Quoted passage:
- The key event is the much-awaited speech US President Trump gives to a joint session of Congress this evening (early Wednesday in Asia)
- The market increased the odds of a March hike yesterday
- The US session features a likely upward revision to Q4 growth to 2.1% from 1.9%
- South Africa reports January trade and budget data; Hungary is expected to keep policy steady
The dollar is mostly softer against the majors ahead of Trump’s speech tonight. Many expect month-end flows to be dollar-negative. The Swiss franc and the Swedish krona are outperforming, while the dollar bloc is underperforming. EM currencies are mixed. SGD and KRW are outperforming, while MXN and THB are underperforming. MSCI Asia Pacific was down 0.1%, with the Nikkei rising 0.1%. MSCI EM is down 0.2%, with China shares rising 0.2%. Euro Stoxx 600 is flat near midday, while S&P futures are pointing to a lower open. The 10-year UST yield is flat at 2.37%. Commodity prices are mostly, with oil down 0.2%, copper down 0.3%, and gold flat.
The capital markets are becalmed and the US dollar is in narrow trading ranges. Month-end considerations are at work, but the key event is much-awaited speech US President Trump gives to a joint session of Congress this evening (early Wednesday in Asia). The hope is that he provides the policy signals that allow the dollar to breakout of its recent ranges. The combination of fiscal stimulus and less accommodative monetary policy is thought to be dollar-friendly.

Available records:

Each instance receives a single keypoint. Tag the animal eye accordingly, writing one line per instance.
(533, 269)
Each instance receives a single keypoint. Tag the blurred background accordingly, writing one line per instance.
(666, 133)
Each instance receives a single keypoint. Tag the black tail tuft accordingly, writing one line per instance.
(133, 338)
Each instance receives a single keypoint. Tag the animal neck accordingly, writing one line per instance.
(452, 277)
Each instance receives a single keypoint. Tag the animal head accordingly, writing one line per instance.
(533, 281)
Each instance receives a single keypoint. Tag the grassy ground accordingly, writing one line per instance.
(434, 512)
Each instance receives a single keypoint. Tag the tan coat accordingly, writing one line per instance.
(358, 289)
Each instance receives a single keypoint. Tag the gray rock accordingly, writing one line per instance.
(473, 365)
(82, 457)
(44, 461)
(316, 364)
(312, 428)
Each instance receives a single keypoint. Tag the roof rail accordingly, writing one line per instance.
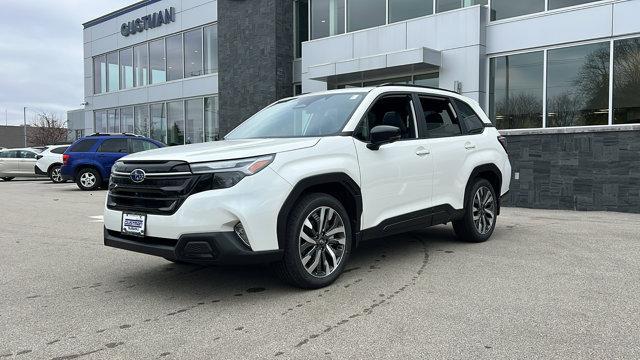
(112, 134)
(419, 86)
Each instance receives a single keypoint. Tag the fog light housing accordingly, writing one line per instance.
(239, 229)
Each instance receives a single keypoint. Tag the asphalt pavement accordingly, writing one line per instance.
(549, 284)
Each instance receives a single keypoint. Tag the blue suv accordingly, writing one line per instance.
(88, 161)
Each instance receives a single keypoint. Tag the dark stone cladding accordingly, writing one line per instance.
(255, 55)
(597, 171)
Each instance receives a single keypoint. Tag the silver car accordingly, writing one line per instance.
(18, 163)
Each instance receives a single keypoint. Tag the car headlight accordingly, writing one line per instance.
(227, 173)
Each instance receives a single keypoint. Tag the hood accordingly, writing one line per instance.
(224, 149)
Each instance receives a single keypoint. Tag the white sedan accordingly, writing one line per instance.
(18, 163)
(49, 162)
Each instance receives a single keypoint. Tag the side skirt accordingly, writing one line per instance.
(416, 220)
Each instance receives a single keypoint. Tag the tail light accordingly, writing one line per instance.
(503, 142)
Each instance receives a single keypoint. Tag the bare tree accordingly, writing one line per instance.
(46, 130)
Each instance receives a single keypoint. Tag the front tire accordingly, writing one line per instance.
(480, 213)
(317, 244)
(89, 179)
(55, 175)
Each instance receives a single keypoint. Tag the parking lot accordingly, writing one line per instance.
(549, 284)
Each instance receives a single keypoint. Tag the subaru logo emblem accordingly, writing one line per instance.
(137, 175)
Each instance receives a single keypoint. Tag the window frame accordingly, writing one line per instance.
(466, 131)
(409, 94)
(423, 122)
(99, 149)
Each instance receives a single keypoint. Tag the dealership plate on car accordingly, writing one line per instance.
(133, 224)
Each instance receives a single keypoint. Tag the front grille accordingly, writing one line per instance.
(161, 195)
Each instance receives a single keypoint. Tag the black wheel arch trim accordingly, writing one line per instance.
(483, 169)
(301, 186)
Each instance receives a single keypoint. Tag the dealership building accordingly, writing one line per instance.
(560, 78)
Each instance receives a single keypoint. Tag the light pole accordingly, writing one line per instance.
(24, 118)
--
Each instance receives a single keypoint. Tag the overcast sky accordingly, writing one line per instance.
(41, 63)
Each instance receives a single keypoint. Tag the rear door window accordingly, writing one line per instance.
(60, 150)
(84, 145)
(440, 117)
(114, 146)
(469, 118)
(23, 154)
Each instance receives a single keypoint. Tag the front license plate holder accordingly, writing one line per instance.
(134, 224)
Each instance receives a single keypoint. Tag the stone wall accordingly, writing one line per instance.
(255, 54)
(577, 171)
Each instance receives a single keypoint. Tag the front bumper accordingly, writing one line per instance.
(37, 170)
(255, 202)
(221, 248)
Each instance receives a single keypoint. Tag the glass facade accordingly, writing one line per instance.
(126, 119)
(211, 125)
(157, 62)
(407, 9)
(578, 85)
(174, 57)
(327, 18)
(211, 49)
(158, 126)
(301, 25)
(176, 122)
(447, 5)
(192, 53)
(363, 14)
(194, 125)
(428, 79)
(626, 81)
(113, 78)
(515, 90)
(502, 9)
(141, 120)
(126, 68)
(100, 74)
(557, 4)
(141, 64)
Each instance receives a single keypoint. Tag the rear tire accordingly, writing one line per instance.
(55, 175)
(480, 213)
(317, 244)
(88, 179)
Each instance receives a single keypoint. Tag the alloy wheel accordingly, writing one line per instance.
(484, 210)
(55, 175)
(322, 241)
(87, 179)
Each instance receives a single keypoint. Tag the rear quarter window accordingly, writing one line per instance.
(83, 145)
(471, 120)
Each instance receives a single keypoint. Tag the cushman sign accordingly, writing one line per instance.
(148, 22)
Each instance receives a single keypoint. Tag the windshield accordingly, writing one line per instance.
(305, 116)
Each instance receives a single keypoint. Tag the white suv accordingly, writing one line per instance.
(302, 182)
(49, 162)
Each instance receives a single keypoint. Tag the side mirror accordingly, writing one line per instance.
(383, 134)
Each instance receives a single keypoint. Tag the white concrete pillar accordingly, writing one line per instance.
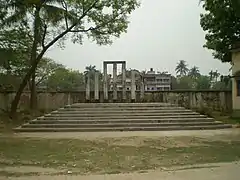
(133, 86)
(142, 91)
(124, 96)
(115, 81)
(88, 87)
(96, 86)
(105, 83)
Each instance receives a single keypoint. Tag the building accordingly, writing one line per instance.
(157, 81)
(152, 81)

Problems to solve:
**1)** Pick out every line of the records that contains the string "wheel", treating uppercase and lowercase as different.
**2)** Continue the currency market commentary from its final sentence.
The records have nothing to do with the currency market commentary.

The responses:
**1)**
Each instance receives a single keypoint. Tag the black wheel arch trim accordingly, writing one line per instance.
Each instance receives a single keypoint. Tag the alloy wheel accordingly, writing one line per instance.

**2)**
At the same time, given the build-up, the mercurial temperament, and unorthodox style of this administration, it could set up investors for disappointment. The Dow Jones Industrials have rallied for a dozen consecutive sessions, and the S&P 500 is off only three sessions this month, coming into today. The speculative long dollar position has been reduced in the futures market, but it remains net short euros, sterling and yen. However, speculators are also net long the dollar-bloc currencies.
There seems to be several ways that expectations could be disappointed, but what they have in common is dampening of expectations for fiscal stimulus. Yesterday’s call for a substantial increase in defense spending (while cutting discretionary spending) may run into difficulties getting around rules designed to avoid precisely that. In any event, the Trump economic team appears committed to stronger US growth via trade adjustment, tax reform, deregulation, and infrastructure spending.
Although the Republicans hold both houses of Congress and the White House, its slim majority in the Senate denies it carte blanche. Also, some Republicans in Congress and some Republicans in the White House do not see eye-to-eye on the full range of fiscal issues. The comprehensive tax reform efforts are predicated on raising sufficient revenue to avoid or minimize the impact on the deficit and debt.
There are two main sources of revenue in this approach. 1) Taxes that are currently being used to fund national health care (for which opinion surveys now suggest greater support just as it is about to be fundamentally altered) and 2) the proposed border adjustment tax on imports. Between the two there is more than $2.0 trillion that theoretically can be used to fund tax cuts that in the dynamic accounting and optimistic assumptions can actually increase revenue. Both sources are not as solid is it may have appeared even a few weeks ago. The repeal and replacing of the national health care is turning out to be more complicated than officials understood, and the border adjustment appears not to have the necessary support in the Senate.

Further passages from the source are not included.